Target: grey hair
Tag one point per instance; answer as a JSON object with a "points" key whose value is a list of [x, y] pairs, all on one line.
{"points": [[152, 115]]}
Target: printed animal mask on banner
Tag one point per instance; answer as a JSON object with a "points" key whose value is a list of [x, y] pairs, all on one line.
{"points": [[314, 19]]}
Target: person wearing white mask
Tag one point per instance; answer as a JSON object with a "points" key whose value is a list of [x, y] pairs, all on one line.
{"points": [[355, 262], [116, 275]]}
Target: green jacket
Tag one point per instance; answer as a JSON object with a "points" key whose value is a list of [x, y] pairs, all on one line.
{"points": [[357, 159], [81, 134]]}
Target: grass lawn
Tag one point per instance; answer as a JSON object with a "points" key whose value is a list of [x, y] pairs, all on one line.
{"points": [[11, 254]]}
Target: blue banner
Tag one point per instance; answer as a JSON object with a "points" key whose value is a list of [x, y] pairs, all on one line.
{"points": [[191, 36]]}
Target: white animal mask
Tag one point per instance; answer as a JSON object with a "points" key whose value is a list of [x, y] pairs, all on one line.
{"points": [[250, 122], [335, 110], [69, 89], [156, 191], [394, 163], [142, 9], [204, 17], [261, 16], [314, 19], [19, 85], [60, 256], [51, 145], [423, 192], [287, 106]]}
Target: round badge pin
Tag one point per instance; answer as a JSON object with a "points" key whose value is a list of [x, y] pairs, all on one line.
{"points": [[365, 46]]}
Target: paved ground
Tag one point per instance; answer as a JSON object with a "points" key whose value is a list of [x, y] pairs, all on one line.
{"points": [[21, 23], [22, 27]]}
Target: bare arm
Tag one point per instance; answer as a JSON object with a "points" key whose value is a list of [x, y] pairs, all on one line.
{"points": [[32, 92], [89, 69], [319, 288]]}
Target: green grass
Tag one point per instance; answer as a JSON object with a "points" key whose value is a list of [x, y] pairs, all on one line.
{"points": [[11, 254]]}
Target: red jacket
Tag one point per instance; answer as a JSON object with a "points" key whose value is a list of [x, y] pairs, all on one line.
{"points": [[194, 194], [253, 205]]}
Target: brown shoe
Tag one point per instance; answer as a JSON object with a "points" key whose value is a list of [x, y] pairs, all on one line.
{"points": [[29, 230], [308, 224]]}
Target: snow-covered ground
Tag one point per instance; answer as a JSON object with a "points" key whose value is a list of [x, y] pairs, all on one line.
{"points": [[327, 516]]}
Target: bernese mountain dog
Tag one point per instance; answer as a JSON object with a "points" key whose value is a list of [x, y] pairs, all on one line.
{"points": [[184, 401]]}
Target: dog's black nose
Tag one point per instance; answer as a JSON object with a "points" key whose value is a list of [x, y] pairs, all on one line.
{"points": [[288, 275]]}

EXERCISE INSTRUCTIONS
All lines of the data above must be repeated exactly.

EXPECTED OUTPUT
Target: grey hair
Tag one point per instance; answer as a JSON object with a "points" key whose value is a list of [x, y] pairs, all on one line.
{"points": [[152, 115]]}
Target: printed animal mask on banner
Tag one point per instance; answer as a JSON object with a "points" key whose value is a list of [x, y] pairs, all on one line.
{"points": [[314, 19]]}
Target: person wearing white mask
Tag one point per instance; answer as a JSON object with a "points" key whose value is a list of [x, y] pairs, all on one line.
{"points": [[355, 262], [116, 275]]}
Target: green jacket
Tag one point per instance; answer as a JSON object with a "points" key whose value is a list of [x, y] pairs, all on one line.
{"points": [[357, 159], [81, 134]]}
Target: grass lawn
Tag one point per instance; answer as a JSON object with a "points" key whose value is a list of [x, y] pairs, all on one line.
{"points": [[11, 254]]}
Target: blue banner
Tag one point per instance; answer as a JSON object with a "points" key whose value is a list of [x, y] pairs, all on one line.
{"points": [[191, 36]]}
Target: white animal mask
Tag one point per instance; answer as a JSON object with a "points" key whose value is a list of [x, y] pairs, all on one line.
{"points": [[250, 122], [335, 110], [69, 89], [156, 191], [394, 163], [142, 9], [204, 17], [261, 16], [314, 19], [19, 85], [60, 256], [51, 145], [423, 192], [287, 106]]}
Target: round badge pin
Tag one point per instance; answer as a JSON object with a "points" key whose value is a list of [x, y] pairs, all on one line.
{"points": [[365, 46]]}
Target: paved ground
Tag one point per instance; answer as a JSON object with a "points" key whose value is a list of [x, y] pairs, all on one line.
{"points": [[21, 23], [22, 27]]}
Target: bare arm
Tag one point per instance; answer as a JSON object with a "points" key whose value is a list of [x, y] pairs, all on one line.
{"points": [[32, 92], [89, 69], [319, 288]]}
Target: green grass
Tag one point per instance; answer as a JSON object with a "points" key whose value is a list of [x, y] pairs, all on one line.
{"points": [[11, 254]]}
Target: red jacket
Tag one point per instance; answer as a JSON object with a "points" key whose value is a list of [x, y] pairs, all on one line.
{"points": [[194, 194], [253, 205]]}
Target: brown shoe
Tag one point per instance; answer as a JSON object with a "points" key whose value is a list of [x, y] pairs, all on one line.
{"points": [[29, 230], [308, 224]]}
Target: snow-covered ground
Tag one point per instance; answer as a JSON object with a "points" key whose value is a list of [x, y] pairs, all on one line.
{"points": [[327, 516]]}
Target: bernese mountain dog
Tag one point per instance; answer as a JSON object with a "points" key whose value is a list of [x, y] pairs, all on one line.
{"points": [[184, 401]]}
Target: dog's black nose
Tag one point per instance; answer as a JSON object with a "points" key whose value is a list of [x, y] pairs, all on one line.
{"points": [[288, 275]]}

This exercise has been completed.